- TEXTE FOURNI
☆ ☆ ☆

À vingt-quatre ans, Gilles de Retz avait épousé Catherine de Thouars, riche héritière ; en 1432, il hérita de son aïeul maternel Jean de Craon. Il eut alors trois cent mille livres de rente (douze cent mille francs de 1837).

Se voir à trente-six ans à la tête d’une aussi belle fortune avec le premier grade de l’armée et une belle réputation militaire, c’était un fardeau trop fort pour une imagination ardente.

Le jeune maréchal ne s’occupa plus de guerre ; que pouvait-elle lui offrir de neuf ? Il chercha à conquérir des femmes, et à se présenter à elles couvert du respect et de l’admiration des hommes, ses contemporains.

Par son faste, il prétendit éclipser celui des souverains ; mais à ce métier il mangea bien vite cette fortune de douze cent mille francs de rente. Les historiens racontent qu’il avait une garde de deux cents hommes, des pages, des chapelains, des enfants de chœur, des musiciens. La plupart de ces gens-là étaient agents ou complices de son affreux libertinage. Bientôt, lassé des voluptés ordinaires, il prétendit les rendre plus piquantes par un mélange de crimes.

J’ai trouvé d’autres détails sur sa magnificence. En sa qualité d’homme à imagination, la religion jouait un grand rôle dans sa vie. Sa chapelle était tapissée de drap d’or et de soie (de soie, alors plus précieuse que l’or : on se rappelle l’histoire de la paire de bas de soie de François 1er, un siècle plus tard).

Les vases sacrés, les ornements de cette chapelle, étaient d’or et enrichis de pierreries. Il était fou de musique, et avait un jeu d’orgue qui lui plaisait tellement, qu’il le faisait porter avec lui dans tous ses voyages.

J’étudie le caractère du maréchal de Retz, parce que cet homme singulier fut le premier de cette espèce. François Cenci, de Rome, ne parut qu’en 1560. Il faut, pour que le caractère de Don Juan éclate, la réunion d’une grande fortune, d’une bravoure extraordinaire, de beaucoup d’imagination et d’un amour effréné pour les femmes. Il faut de plus naître dans un siècle qui ait eu l’idée de prendre les femmes pour juges du mérite. Du temps d’Homère, les femmes n’étaient que des servantes ; Achille, si brillant, ne songe pas du tout au suffrage de Briséis ; il lui préfère celui de Patrocle.

Les chapelains du maréchal de Retz, vêtus d’écarlate doublée de menu vair et de petit gris, portaient les titres de doyen, de chantre, d’archidiacre et même d’évêque. Pour dernière folie de ce genre, il députa au pape afin d’obtenir la permission de se faire précéder par un porte-croix.

☆ ☆ ☆

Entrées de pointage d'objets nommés
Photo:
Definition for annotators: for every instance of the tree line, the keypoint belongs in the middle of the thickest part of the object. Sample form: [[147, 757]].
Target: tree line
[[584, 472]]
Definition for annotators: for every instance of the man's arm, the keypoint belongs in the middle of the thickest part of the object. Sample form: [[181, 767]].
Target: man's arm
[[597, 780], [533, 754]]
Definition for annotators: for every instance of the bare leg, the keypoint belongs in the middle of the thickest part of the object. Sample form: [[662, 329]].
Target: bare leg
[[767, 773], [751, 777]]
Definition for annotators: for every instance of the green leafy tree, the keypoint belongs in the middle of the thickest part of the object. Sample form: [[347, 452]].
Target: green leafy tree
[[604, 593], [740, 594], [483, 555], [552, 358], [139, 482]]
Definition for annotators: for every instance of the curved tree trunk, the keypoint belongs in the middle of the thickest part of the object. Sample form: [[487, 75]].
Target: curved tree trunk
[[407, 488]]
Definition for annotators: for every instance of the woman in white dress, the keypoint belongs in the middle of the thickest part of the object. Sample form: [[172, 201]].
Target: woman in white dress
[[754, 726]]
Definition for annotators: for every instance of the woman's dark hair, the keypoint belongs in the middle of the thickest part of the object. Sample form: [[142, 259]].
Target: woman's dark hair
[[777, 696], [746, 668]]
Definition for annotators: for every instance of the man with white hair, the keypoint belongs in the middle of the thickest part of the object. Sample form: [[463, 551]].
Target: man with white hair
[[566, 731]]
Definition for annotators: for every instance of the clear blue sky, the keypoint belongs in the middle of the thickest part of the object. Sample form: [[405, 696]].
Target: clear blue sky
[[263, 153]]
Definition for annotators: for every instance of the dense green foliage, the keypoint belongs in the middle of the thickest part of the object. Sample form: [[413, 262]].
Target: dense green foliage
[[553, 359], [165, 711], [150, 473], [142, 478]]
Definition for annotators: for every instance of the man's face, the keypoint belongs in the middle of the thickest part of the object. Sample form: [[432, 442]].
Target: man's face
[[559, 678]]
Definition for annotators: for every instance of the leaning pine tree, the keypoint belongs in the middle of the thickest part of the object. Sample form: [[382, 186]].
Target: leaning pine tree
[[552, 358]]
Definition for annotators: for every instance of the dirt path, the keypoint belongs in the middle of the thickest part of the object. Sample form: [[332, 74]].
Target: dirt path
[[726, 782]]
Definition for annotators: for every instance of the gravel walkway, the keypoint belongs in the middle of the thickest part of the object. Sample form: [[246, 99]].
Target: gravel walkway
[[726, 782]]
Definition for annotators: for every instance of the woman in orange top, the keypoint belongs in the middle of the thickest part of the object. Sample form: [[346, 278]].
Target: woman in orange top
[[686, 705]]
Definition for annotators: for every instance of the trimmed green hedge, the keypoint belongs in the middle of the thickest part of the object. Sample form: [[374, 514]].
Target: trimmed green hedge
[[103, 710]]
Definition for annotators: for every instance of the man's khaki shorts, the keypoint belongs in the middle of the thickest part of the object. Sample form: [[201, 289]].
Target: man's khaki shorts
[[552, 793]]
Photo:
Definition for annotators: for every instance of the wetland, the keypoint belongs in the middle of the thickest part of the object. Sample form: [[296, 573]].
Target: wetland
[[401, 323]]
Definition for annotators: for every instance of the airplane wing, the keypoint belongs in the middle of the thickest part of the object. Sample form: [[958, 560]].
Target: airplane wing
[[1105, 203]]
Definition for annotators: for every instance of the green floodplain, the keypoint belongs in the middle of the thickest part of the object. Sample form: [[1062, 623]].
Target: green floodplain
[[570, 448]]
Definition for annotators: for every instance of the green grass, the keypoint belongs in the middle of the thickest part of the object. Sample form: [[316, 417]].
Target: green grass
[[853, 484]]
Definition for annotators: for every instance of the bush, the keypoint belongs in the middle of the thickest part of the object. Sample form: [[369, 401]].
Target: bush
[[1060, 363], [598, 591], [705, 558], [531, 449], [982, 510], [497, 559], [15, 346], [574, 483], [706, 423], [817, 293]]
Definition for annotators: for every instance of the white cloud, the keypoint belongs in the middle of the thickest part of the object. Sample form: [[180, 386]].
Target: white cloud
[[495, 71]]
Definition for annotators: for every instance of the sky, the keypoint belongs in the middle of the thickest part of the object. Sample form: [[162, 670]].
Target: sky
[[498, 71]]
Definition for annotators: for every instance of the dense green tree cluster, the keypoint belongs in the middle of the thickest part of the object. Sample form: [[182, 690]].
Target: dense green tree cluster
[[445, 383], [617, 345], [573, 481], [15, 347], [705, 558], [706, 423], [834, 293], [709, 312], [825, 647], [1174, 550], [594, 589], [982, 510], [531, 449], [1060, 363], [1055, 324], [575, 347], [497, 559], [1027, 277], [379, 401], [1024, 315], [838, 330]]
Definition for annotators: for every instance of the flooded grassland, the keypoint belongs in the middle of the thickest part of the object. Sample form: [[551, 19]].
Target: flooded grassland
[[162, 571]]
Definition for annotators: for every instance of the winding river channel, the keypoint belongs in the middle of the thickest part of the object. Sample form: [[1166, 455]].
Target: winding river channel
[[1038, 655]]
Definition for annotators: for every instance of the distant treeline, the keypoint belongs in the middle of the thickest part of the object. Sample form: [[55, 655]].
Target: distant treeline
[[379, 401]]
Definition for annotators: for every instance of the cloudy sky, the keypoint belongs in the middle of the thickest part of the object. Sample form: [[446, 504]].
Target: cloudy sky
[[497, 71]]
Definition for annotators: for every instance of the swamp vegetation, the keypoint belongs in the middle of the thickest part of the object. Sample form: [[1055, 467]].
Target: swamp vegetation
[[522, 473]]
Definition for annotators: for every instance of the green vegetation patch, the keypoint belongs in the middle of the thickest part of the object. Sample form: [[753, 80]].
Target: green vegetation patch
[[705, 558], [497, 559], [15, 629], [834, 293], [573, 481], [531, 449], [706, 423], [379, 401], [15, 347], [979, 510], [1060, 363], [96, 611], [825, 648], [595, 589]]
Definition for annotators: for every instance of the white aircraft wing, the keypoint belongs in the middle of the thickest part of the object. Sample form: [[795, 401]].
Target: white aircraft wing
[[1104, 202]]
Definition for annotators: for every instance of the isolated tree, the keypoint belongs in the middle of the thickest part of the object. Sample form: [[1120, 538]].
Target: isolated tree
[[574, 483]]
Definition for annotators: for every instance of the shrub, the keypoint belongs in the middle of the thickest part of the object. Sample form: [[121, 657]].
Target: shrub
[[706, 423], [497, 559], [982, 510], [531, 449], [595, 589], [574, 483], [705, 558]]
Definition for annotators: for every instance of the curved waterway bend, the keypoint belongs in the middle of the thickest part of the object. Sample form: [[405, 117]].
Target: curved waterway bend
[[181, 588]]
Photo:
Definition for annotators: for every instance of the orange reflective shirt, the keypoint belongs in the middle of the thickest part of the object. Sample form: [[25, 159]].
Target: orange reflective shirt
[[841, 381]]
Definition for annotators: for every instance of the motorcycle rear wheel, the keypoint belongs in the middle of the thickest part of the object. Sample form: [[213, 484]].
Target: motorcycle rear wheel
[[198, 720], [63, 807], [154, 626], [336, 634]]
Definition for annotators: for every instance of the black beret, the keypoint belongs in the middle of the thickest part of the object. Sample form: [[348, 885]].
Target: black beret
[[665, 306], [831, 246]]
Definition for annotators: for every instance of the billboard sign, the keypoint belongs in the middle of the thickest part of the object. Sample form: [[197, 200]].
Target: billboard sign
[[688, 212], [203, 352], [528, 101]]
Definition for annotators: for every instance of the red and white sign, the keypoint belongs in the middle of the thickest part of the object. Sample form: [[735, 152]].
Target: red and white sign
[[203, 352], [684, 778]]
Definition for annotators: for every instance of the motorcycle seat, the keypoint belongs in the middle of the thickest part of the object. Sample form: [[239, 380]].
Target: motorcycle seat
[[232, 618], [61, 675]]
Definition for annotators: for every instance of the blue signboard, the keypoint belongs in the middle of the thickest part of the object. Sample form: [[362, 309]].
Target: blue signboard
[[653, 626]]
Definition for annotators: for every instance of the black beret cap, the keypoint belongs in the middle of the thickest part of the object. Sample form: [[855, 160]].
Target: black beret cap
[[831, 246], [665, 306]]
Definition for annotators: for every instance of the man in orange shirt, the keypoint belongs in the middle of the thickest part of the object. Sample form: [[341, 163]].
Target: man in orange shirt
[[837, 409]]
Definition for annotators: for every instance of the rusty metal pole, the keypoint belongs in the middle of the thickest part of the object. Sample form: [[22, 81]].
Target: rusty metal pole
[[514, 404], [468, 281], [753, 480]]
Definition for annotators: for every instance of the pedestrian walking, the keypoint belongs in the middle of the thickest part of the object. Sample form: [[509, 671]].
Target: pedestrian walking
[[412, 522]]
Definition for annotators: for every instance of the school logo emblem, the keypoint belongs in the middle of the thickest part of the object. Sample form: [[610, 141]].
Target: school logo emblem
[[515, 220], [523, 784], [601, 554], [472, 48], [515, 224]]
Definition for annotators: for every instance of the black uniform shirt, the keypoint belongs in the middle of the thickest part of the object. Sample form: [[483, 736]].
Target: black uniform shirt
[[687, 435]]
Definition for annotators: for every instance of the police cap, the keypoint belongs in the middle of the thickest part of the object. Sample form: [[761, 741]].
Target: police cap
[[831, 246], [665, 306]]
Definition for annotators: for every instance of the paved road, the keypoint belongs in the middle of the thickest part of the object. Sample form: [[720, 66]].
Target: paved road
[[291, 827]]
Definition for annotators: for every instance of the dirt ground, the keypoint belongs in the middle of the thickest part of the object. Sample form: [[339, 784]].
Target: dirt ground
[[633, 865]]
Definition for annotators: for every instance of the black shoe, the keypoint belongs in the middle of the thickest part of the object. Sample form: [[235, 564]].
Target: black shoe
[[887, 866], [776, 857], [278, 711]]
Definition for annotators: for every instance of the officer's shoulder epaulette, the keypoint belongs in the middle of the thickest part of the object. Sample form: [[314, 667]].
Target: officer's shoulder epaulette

☆ ☆ ☆

- VOTRE OBJECTIF
Extrayez mot pour mot du texte sur Gilles de Retz le passage qui commence à "J’étudie le caractère" et se termine à "celui de Patrocle.".

- RÉPONSE À LA TÂCHE
J’étudie le caractère du maréchal de Retz, parce que cet homme singulier fut le premier de cette espèce. François Cenci, de Rome, ne parut qu’en 1560. Il faut, pour que le caractère de Don Juan éclate, la réunion d’une grande fortune, d’une bravoure extraordinaire, de beaucoup d’imagination et d’un amour effréné pour les femmes. Il faut de plus naître dans un siècle qui ait eu l’idée de prendre les femmes pour juges du mérite. Du temps d’Homère, les femmes n’étaient que des servantes ; Achille, si brillant, ne songe pas du tout au suffrage de Briséis ; il lui préfère celui de Patrocle.